## What the exercise asks
Lines containing "below": state how many there are in these entries, and write only that number.

==== Listed entries ====

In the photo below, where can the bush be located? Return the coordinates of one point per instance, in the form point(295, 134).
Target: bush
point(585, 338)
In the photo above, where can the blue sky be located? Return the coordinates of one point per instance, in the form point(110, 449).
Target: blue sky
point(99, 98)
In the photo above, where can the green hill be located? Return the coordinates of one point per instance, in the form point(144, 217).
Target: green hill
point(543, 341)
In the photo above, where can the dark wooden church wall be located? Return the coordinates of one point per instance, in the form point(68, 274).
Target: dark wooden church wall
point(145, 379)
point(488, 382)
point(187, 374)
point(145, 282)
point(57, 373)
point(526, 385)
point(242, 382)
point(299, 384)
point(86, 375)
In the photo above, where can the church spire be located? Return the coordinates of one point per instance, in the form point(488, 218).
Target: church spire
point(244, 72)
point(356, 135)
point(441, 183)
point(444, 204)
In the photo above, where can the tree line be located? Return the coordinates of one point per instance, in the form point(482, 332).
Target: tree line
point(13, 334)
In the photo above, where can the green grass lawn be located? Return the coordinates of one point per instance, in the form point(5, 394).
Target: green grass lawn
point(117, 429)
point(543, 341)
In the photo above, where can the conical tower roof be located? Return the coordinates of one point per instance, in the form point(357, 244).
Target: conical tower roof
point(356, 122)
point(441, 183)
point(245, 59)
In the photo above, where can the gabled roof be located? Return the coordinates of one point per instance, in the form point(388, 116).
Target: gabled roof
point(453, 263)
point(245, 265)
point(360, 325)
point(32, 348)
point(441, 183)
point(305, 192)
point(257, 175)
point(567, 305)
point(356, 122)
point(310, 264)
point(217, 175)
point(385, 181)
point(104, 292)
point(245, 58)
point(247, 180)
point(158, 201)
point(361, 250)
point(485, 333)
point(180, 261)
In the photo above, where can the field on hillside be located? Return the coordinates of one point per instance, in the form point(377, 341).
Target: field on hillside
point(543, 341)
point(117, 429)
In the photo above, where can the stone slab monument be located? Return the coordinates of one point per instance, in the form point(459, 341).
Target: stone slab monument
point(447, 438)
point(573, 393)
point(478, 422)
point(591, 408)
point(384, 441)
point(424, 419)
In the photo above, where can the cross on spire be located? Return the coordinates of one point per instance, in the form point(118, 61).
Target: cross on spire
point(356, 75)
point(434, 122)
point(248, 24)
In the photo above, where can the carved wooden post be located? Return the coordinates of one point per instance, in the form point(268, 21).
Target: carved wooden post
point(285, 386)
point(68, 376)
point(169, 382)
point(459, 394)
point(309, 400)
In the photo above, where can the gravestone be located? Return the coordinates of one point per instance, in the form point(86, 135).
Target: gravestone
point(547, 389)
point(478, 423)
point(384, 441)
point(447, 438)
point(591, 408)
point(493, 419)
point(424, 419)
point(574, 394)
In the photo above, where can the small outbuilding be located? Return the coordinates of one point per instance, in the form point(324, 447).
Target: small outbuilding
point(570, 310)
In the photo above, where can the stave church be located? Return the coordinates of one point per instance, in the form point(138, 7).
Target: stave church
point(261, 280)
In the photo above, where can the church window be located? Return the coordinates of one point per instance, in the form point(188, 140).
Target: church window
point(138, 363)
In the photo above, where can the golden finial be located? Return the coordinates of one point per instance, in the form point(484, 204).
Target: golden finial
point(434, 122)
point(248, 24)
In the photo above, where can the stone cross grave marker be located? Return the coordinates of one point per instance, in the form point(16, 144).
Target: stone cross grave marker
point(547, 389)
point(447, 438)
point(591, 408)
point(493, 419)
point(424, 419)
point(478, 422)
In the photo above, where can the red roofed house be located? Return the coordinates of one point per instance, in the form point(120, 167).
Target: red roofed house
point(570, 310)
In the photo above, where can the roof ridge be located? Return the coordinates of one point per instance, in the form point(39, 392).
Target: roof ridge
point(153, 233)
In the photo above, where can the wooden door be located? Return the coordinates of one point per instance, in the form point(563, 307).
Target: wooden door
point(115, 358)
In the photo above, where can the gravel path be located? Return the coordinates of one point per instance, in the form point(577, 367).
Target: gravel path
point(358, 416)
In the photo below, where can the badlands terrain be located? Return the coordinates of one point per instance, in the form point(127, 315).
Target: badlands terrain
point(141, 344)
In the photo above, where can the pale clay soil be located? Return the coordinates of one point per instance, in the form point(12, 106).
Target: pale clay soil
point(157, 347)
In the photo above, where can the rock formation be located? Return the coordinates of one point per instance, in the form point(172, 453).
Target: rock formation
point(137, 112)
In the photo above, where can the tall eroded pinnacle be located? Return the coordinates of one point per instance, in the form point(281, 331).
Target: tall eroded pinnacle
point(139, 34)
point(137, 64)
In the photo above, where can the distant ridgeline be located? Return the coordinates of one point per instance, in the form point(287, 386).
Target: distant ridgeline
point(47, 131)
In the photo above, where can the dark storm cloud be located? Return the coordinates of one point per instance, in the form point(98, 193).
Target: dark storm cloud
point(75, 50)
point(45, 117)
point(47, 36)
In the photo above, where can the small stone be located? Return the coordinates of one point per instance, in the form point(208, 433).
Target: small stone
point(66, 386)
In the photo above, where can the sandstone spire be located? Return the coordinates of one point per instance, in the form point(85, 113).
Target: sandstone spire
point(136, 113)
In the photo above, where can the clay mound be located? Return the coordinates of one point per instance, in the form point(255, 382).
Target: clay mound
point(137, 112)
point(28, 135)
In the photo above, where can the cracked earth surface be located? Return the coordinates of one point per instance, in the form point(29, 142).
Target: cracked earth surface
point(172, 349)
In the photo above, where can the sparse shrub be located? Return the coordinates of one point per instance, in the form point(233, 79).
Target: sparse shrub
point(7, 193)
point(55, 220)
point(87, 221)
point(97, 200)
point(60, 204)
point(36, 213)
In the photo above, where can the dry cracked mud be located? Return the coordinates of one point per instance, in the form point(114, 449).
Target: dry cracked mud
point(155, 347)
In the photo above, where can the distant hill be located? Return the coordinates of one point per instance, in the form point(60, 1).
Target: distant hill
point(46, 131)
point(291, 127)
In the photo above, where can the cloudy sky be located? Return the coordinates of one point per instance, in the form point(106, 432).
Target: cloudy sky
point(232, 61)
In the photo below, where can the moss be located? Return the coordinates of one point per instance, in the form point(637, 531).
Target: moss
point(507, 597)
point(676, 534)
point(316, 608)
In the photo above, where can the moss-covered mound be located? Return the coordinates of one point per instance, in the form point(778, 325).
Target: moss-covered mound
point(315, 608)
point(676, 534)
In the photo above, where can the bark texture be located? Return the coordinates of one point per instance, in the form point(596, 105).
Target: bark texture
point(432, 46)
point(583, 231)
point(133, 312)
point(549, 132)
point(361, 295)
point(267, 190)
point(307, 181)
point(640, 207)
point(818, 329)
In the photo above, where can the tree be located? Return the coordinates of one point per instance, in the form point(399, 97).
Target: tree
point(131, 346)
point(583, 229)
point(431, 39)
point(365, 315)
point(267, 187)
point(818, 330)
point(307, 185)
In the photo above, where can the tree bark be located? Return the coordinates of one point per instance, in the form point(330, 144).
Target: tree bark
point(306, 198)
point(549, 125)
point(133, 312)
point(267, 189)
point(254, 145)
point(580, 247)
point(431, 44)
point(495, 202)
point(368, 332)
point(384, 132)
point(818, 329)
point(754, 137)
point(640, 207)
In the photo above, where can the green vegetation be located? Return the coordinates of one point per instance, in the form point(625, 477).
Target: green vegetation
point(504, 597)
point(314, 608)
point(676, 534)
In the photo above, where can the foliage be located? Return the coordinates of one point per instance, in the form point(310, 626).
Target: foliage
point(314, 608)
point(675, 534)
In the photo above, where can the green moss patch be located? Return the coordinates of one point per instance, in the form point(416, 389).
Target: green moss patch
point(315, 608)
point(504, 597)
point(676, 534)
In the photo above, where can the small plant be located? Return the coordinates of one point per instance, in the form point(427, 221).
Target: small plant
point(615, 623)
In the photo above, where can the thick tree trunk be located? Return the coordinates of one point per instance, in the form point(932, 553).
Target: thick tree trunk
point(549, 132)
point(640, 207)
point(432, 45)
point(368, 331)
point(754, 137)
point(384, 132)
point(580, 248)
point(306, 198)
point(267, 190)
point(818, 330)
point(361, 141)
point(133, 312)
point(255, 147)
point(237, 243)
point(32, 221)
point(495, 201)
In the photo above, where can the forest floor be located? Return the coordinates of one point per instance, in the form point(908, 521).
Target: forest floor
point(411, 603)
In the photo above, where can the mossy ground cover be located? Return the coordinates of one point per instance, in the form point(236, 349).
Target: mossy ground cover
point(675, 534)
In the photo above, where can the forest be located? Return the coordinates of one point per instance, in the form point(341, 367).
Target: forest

====

## Solution to the problem
3